(Records from a point labeling set)
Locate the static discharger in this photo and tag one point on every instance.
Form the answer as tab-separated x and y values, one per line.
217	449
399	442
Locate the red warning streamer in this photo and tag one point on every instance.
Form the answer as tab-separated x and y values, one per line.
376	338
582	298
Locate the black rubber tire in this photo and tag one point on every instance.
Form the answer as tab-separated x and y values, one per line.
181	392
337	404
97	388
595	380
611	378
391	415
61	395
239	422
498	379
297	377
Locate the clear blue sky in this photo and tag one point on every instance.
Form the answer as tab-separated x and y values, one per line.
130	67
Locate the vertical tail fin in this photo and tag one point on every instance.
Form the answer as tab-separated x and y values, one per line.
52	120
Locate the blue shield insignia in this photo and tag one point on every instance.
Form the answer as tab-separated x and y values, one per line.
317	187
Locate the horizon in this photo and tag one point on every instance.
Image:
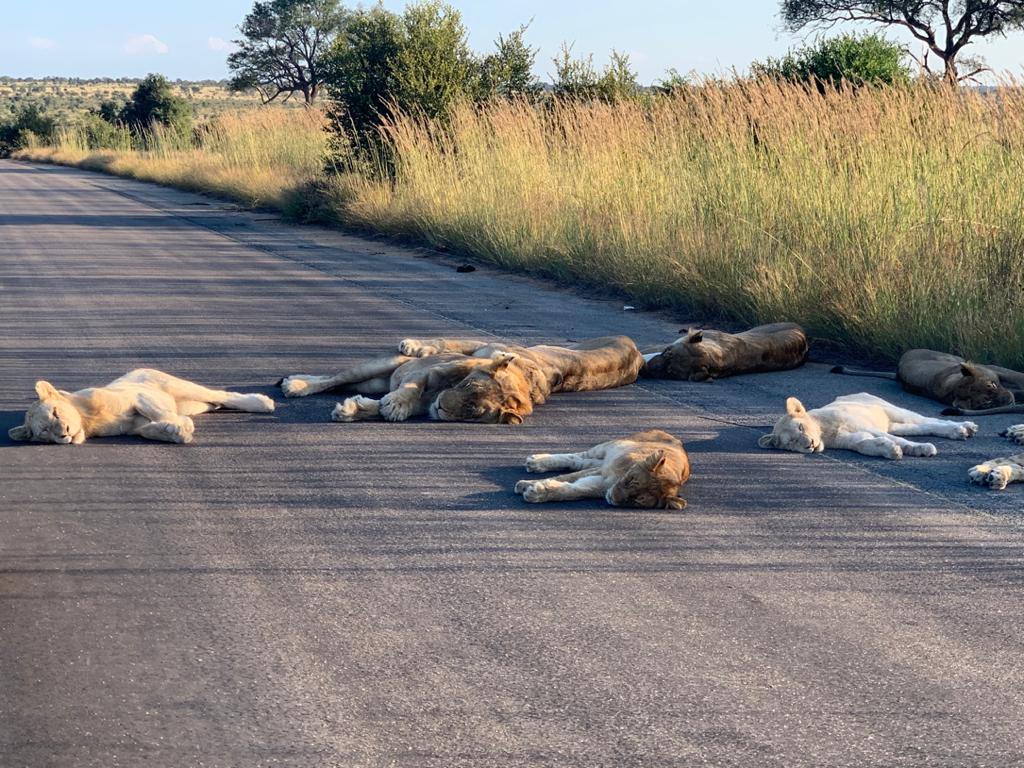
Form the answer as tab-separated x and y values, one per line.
117	40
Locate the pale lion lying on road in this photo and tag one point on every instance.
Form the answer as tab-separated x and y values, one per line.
997	473
863	423
145	402
644	470
472	380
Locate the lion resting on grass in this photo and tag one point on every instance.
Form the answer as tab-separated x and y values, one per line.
145	402
997	473
862	423
472	380
644	470
971	389
705	355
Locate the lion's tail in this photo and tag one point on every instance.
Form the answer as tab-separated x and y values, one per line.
861	372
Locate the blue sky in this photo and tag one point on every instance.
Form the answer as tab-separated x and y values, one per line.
188	38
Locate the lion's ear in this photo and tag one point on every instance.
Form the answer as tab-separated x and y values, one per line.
501	359
654	461
509	417
19	433
46	391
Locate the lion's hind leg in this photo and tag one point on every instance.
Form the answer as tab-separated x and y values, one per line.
302	385
587	483
998	473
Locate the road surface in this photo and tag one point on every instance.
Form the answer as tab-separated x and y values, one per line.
288	591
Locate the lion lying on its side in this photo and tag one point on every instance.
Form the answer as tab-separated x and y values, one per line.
145	402
644	470
862	423
702	355
472	380
972	389
997	473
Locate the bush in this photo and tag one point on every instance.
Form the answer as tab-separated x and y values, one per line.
29	121
867	59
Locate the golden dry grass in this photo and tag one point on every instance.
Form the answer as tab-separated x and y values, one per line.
890	218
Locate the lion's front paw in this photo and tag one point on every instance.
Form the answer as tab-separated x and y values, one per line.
536	493
965	430
414	348
996	477
537	462
345	412
396	407
295	386
1015	433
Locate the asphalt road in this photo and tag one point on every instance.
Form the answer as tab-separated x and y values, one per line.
291	592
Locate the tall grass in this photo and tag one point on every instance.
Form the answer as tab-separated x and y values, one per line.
256	157
887	218
890	218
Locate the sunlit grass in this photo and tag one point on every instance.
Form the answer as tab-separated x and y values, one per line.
890	219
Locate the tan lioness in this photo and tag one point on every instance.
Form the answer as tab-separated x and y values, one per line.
472	380
145	402
862	423
971	388
997	473
705	355
644	470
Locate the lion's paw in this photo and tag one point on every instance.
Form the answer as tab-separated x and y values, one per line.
414	348
396	407
296	386
345	412
536	493
996	477
965	430
537	462
1015	433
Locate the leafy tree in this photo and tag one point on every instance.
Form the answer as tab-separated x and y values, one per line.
577	78
28	121
418	61
945	27
434	67
155	101
856	59
282	48
509	71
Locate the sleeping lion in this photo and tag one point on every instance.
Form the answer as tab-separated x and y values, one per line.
997	473
472	380
706	355
144	402
862	423
971	389
643	470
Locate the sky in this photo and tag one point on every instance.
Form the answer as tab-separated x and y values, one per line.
189	39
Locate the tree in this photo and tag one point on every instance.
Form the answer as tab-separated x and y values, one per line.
418	61
509	71
282	48
945	27
154	101
857	59
577	78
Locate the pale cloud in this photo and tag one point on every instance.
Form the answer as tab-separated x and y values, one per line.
218	43
42	43
144	44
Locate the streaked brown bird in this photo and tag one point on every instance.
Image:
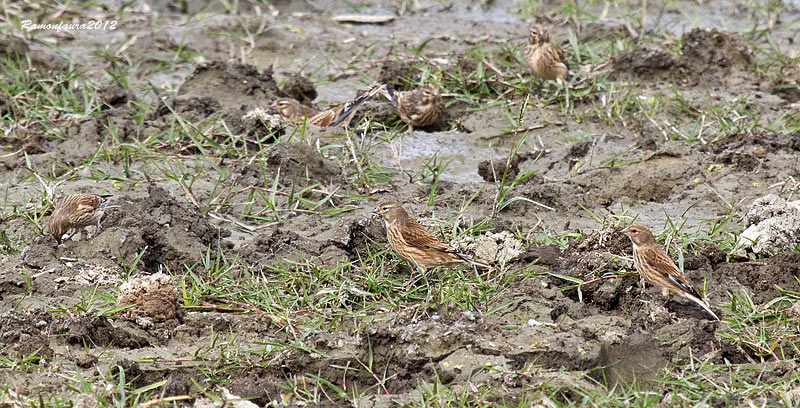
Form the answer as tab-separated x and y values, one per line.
295	113
76	211
657	268
415	244
545	58
420	107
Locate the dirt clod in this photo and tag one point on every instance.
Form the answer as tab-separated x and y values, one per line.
155	298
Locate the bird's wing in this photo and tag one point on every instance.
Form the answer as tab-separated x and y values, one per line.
415	235
659	261
558	55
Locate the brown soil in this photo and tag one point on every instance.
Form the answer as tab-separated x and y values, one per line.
612	323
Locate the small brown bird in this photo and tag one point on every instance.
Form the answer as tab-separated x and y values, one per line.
416	245
657	268
545	58
77	211
420	107
295	113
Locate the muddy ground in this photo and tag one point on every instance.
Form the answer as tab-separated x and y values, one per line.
688	120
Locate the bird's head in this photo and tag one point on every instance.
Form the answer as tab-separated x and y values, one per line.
538	35
391	211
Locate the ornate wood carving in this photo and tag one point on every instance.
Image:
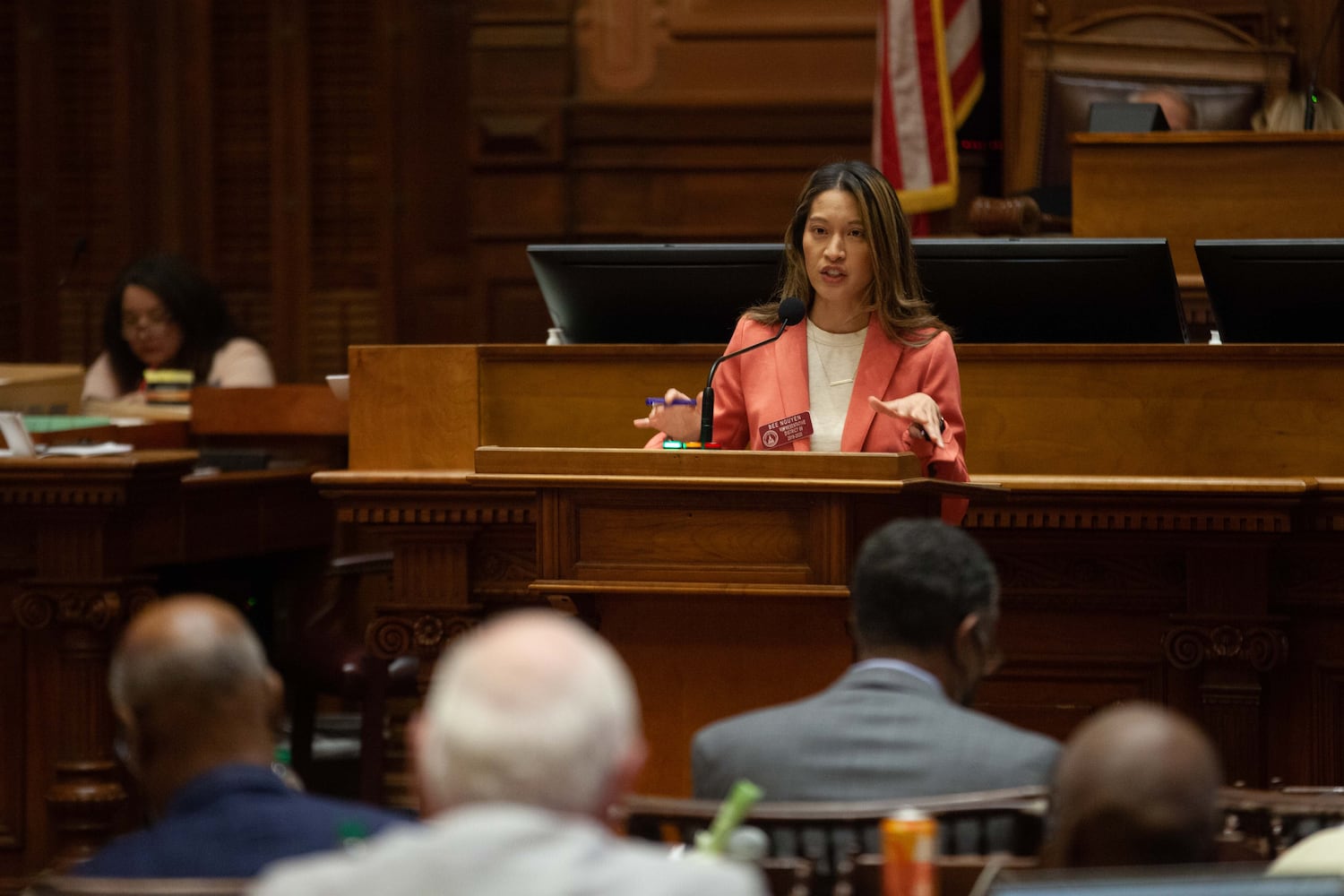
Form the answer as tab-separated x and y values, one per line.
1131	517
398	632
1260	646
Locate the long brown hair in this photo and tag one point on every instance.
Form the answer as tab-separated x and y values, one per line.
895	293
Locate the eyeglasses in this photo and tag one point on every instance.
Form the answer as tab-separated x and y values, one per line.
152	324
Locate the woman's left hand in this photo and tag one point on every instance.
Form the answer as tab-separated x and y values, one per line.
917	408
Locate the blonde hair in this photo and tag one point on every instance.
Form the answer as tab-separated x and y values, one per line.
530	708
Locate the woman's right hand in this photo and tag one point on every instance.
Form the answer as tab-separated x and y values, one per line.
676	416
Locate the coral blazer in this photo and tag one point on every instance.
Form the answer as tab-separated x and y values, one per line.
771	384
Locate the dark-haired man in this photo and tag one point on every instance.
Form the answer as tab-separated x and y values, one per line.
199	708
925	603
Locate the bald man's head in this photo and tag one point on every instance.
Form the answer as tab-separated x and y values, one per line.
1136	785
193	689
531	708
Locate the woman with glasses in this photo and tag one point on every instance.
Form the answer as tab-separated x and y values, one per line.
163	314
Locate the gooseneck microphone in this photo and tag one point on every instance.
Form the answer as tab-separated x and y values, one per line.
1309	121
75	257
792	311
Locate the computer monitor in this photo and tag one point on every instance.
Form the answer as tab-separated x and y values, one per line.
1053	289
1166	882
1274	290
653	293
1125	117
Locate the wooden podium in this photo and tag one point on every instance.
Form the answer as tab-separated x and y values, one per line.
1168	530
720	576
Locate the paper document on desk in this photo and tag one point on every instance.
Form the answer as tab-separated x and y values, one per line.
101	449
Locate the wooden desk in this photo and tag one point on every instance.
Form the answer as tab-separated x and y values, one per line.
81	544
1168	535
1188	185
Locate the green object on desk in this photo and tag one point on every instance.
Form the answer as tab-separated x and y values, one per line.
62	422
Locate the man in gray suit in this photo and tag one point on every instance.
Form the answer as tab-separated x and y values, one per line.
925	603
530	734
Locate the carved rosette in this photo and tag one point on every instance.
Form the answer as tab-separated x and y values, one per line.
421	633
1260	646
618	40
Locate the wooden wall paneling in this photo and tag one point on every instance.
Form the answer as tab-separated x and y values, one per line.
13	762
37	166
1298	22
11	301
107	129
432	120
182	150
239	169
521	74
344	187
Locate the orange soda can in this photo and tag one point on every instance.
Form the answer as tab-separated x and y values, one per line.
909	850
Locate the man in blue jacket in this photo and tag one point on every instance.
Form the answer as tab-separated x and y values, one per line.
198	705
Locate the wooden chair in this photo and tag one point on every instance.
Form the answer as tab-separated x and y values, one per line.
787	876
828	833
1064	67
325	659
65	885
957	874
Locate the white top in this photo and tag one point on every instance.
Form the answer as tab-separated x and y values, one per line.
832	362
241	362
502	849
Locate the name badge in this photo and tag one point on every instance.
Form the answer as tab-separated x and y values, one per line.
787	432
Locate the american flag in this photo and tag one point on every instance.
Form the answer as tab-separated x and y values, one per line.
929	77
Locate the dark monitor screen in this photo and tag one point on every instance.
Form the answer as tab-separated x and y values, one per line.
1166	882
1125	117
653	293
1053	289
1274	290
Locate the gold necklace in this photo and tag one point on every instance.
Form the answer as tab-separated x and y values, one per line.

**WHAT YOU ARE ASKED TO DO**
Extract exactly the lines between the line containing "Locate the man in blue" and the end of the data, including both.

**SOLVED PROBLEM**
Locate the man in blue jacket in this photo and tag one point on every instance.
Form the answer as tab-separated x and y values, one per line.
198	705
Locate the wooden chair in this photo and tag one point on every instance.
Form the answer as tab-separated x and y values, one per line.
787	876
828	833
1064	67
325	659
65	885
957	874
Locate the white top in this photo and tag one point on every instance.
Form the answer as tab-separated x and y values, one per line.
832	362
241	362
502	849
Locate the name badge in this photo and tag one point on every instance.
Form the answer as tab-separated x and y values, one per line.
787	432
Locate the american flag in this photo and tag one point on every instance.
Form the answer as tab-separated x and y values, one per line.
929	77
Locate the dark monitor screen in this photo and tag one point on every instance.
Form the answer as tab-separated x and y values, one per line.
1166	882
1125	117
653	293
1053	289
1274	290
Locate the gold necklace in this photo and tag one point on every instance.
Form the answer as tab-separated x and y values, one per line.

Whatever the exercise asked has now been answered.